__Text__
******

Cool problem of the day! (2 Viewers)

Carrotsticks · May 14, 2012

seanieg89 said:
Only nontrivial solns are the pairs (4,2), (2,4). Proof:

$$For $x\geq 3>e$, and $k$ any positive integer we have:\\$(x+k)^x=x^x(1+k/x)^x<x^xe^k<x^{x+k}$

so we cannot have equality if x and y are not equal. Here I have assumed a commonly known limit expression for e (and the fact that this expression is increasing...an easy thing to check).

Nice! The same question can also be posed, but in Q instead of Z.

Define the set of Prime Numbers: {p_1, p_2, p_3,...,p_n}

They are not necessarily consecutive.

Show that:

$\sum_{i=1}^{n} \frac{1}{p_i} \notin \mathbb{Z} \qquad \forall n \in \mathbb{N}$

barbernator · May 14, 2012

Carrotsticks said:
Nice! The same question can also be posed, but in Q instead of Z.

Define the set of Prime Numbers: {p_1, p_2, p_3,...,p_n}

They are not necessarily consecutive.

Show that:

$\sum_{i=1}^{n} \frac{1}{p_i} \notin \mathbb{Z} \qquad \forall n \in \mathbb{N}$

i need to learn some proper notation.

kazemagic · May 14, 2012

barbernator said:
did it again and got this. I will post up a solution if people want a bit later.

Yes pl0xxx

AAEldar · May 14, 2012

barbernator said:
i need to learn some proper notation.

It makes things easier to write out!

4025808 · May 14, 2012

Just read the first question up on the top. Managed to get it using circle geo techniques normally used in 4U; making and implying that there's a circle over a triangle that is 90*s. Used it twice though.

RealiseNothing · May 14, 2012

Carrotsticks said:
Nice! The same question can also be posed, but in Q instead of Z.

Define the set of Prime Numbers: {p_1, p_2, p_3,...,p_n}

They are not necessarily consecutive.

Show that:

$\sum_{i=1}^{n} \frac{1}{p_i} \notin \mathbb{Z} \qquad \forall n \in \mathbb{N}$

Is it a proof by contradiction?

Carrotsticks · May 14, 2012

RealiseNothing said:
Is it a proof by contradiction?

As long as your proof is valid and makes sense, then it is acceptable, whether it be by contradiction or not.

barbernator · May 14, 2012

here is my solution, it skips a few working steps to stay short and on one page.

******

Data records:
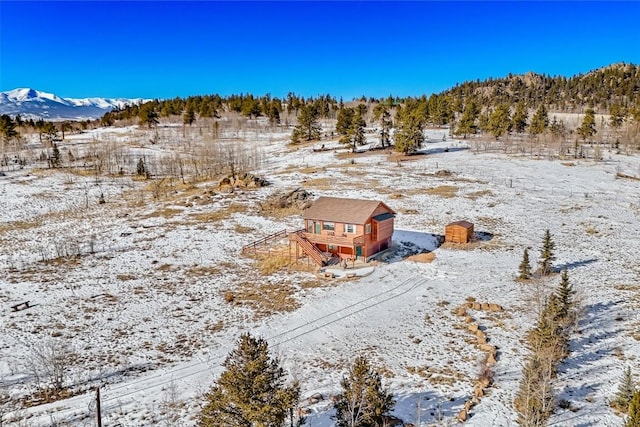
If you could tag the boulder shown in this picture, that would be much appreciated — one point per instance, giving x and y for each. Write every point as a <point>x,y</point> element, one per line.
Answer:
<point>488,348</point>
<point>495,307</point>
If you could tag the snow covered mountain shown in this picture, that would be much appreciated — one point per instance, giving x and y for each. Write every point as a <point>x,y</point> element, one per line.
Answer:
<point>31,103</point>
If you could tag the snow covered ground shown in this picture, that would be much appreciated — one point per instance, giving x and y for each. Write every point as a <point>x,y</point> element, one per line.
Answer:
<point>142,306</point>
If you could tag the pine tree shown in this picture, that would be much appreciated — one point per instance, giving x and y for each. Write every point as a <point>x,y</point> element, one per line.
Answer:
<point>625,393</point>
<point>540,121</point>
<point>363,402</point>
<point>381,112</point>
<point>519,119</point>
<point>345,118</point>
<point>499,121</point>
<point>189,116</point>
<point>547,254</point>
<point>251,391</point>
<point>588,127</point>
<point>409,137</point>
<point>565,297</point>
<point>55,156</point>
<point>141,169</point>
<point>633,419</point>
<point>147,115</point>
<point>525,266</point>
<point>308,127</point>
<point>467,124</point>
<point>7,128</point>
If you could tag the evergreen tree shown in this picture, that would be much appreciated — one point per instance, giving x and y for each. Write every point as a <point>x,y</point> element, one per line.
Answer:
<point>626,390</point>
<point>344,120</point>
<point>141,169</point>
<point>467,124</point>
<point>147,115</point>
<point>547,254</point>
<point>408,136</point>
<point>251,392</point>
<point>519,120</point>
<point>499,121</point>
<point>617,114</point>
<point>540,121</point>
<point>55,156</point>
<point>48,132</point>
<point>189,116</point>
<point>588,127</point>
<point>308,127</point>
<point>363,402</point>
<point>7,128</point>
<point>565,297</point>
<point>381,112</point>
<point>633,420</point>
<point>525,266</point>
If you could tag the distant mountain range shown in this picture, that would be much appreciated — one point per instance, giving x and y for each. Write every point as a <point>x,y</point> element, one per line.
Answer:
<point>34,104</point>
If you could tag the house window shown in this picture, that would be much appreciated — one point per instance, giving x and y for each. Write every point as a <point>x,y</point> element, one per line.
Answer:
<point>330,226</point>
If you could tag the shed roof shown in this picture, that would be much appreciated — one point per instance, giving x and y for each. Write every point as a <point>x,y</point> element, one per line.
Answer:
<point>344,210</point>
<point>464,224</point>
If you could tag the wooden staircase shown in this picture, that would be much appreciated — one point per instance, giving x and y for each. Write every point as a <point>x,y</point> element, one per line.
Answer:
<point>309,248</point>
<point>264,242</point>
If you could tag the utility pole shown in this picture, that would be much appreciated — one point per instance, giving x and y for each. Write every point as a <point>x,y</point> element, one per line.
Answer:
<point>98,407</point>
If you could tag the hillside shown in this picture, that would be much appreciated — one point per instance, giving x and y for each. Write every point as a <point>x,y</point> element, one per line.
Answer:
<point>144,282</point>
<point>599,89</point>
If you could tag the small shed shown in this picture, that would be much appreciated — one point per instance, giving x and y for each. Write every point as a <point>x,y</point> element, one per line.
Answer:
<point>459,232</point>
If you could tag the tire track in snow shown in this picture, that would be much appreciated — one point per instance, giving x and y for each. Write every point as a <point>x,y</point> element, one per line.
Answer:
<point>70,408</point>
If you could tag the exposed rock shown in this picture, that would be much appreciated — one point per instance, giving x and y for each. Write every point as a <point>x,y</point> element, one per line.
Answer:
<point>495,307</point>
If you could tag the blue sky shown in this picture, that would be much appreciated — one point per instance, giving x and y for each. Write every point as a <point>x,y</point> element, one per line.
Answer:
<point>162,49</point>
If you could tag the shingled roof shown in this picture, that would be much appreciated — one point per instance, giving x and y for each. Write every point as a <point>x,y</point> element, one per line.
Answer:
<point>347,211</point>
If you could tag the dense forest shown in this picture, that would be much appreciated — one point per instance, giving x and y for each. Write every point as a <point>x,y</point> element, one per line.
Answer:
<point>496,107</point>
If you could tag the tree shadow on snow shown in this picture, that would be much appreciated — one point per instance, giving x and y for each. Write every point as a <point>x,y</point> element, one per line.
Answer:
<point>585,350</point>
<point>406,243</point>
<point>440,150</point>
<point>575,264</point>
<point>427,407</point>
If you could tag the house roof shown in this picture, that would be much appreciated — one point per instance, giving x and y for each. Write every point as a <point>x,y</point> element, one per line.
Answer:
<point>464,224</point>
<point>343,210</point>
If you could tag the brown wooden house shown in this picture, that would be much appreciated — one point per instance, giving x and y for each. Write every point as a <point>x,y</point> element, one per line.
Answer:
<point>459,232</point>
<point>352,229</point>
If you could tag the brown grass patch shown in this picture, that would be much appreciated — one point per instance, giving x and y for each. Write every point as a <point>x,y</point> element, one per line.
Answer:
<point>271,264</point>
<point>477,194</point>
<point>19,226</point>
<point>163,213</point>
<point>424,257</point>
<point>220,214</point>
<point>243,229</point>
<point>446,191</point>
<point>265,299</point>
<point>319,183</point>
<point>202,271</point>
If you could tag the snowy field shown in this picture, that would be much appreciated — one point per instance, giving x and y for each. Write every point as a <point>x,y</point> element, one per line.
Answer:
<point>142,308</point>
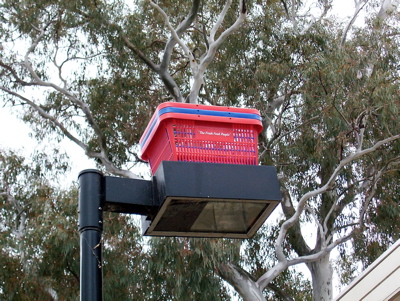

******

__Set problem A__
Decide whether each statement agrees with the math forum thread, answering yes or no and quoting the words from the thread that settle it: (i) seanieg89 claims the only nontrivial solutions are the pairs (4,2) and (2,4); (ii) Carrotsticks requires the primes in the set to be consecutive; (iii) Carrotsticks rules out a proof by contradiction.
__Set problem B__
Carry on the math forum thread from the point where it stops.

__Reply A__
(i) Yes: "Only nontrivial solns are the pairs (4,2), (2,4)."
(ii) No: "They are not necessarily consecutive."
(iii) No: "As long as your proof is valid and makes sense, then it is acceptable, whether it be by contradiction or not."

__Reply B__
seanieg89 · May 14, 2012

Suppose the sum is equal to some integer N. Multiply both sides by p1p2...pn and you will get an equation, the right side of which is divisible by every prime in the set, the left side of which isn't. Contradiction.

seanieg89 · May 14, 2012

A harder question along those lines, prove that the sum: 1+1/2+1/3+...+1/n is not an integer for any n>1. Also, I posted a question on the previous page.

barbernator · May 14, 2012

i havent completed the question myself, but just posting some things i have noticed. z>2, x and y cannot both be even integers. LHS can never have 4 as a factor. xyz =/= 4k. only 1 term can be even. z is odd. The even integer must not be a factor of 4.

One solution is x=1,y=1,z=3

just updating my thoughts as i go.

seanieg89 · May 15, 2012

barbernator said:
i havent completed the question myself, but just posting some things i have noticed. z>2, x and y cannot both be even integers.

Good start

. This question is reasonably difficult.

barbernator · May 15, 2012

barbernator said:
i havent completed the question myself, but just posting some things i have noticed. z>2, x and y cannot both be even integers. LHS can never have 4 as a factor. xyz =/= 4k. only 1 term can be even. z is odd. The even integer must not be a factor of 4.

One solution is x=1,y=1,z=3

just updating my thoughts as i go.

heres what i've got, but I actually have no idea to come to a "solution" as such other than manipulating the equation to find restrictions. Is there any way to manipulate the equation to bring it to 2 variables?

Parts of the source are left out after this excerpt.